Lines with the string "roller" are to be identified in the listing and copied.

═════ Material provided ═════

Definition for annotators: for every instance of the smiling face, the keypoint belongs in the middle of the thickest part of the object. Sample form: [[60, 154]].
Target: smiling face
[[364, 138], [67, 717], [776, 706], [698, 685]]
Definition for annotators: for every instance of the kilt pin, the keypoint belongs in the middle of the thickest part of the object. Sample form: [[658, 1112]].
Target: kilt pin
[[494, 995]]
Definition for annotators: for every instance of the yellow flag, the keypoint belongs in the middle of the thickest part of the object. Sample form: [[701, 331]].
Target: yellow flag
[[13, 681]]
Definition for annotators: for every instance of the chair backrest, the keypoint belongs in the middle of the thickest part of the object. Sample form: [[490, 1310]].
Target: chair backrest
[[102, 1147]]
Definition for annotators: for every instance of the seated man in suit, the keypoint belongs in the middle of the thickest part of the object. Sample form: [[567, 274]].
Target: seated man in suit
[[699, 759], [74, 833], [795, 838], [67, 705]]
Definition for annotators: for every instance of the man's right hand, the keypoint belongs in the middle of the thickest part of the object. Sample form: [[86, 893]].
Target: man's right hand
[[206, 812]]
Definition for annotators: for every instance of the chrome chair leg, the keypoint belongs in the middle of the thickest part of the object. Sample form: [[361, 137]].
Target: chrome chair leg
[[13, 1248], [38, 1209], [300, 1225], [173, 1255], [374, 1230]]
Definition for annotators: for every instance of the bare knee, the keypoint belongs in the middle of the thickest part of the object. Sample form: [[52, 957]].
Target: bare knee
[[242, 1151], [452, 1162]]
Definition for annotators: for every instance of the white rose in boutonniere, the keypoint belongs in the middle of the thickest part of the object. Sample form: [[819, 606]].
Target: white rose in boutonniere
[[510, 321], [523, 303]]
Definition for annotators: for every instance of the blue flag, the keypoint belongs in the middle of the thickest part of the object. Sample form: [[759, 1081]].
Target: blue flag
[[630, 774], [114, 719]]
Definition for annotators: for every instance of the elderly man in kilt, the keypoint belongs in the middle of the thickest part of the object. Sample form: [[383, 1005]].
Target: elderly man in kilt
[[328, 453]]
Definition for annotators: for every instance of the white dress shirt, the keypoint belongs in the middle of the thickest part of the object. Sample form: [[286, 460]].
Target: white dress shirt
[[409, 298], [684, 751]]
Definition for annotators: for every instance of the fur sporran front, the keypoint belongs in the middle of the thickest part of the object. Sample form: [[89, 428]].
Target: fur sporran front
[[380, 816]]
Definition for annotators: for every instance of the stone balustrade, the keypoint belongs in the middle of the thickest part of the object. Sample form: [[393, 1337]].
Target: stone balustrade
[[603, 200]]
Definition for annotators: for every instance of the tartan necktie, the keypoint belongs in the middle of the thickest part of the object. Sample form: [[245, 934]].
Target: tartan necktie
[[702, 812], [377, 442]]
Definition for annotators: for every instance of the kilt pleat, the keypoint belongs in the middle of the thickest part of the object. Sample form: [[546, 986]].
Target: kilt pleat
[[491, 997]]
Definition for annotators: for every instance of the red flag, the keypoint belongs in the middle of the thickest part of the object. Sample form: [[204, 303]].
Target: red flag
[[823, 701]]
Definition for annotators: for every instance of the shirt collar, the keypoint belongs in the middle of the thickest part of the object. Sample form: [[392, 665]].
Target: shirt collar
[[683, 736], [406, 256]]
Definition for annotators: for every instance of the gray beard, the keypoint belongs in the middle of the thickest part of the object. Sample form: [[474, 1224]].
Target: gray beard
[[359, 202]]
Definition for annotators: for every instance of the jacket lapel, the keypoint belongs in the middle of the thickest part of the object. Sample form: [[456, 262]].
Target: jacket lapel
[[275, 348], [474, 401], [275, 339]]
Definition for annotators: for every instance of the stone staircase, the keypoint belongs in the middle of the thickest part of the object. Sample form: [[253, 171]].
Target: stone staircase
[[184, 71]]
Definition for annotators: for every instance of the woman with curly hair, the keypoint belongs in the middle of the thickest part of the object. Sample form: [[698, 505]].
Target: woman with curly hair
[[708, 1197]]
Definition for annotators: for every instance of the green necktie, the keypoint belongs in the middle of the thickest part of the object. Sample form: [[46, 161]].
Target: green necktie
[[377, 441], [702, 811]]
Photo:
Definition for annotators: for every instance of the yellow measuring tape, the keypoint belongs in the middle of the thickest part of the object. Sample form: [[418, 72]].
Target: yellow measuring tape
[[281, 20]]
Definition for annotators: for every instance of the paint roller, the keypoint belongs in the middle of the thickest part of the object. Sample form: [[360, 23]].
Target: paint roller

═════

• Solution for this task:
Definition for annotators: for every instance of the paint roller, the keypoint belongs in the middle of the thickest part of the object. Sample form: [[360, 23]].
Target: paint roller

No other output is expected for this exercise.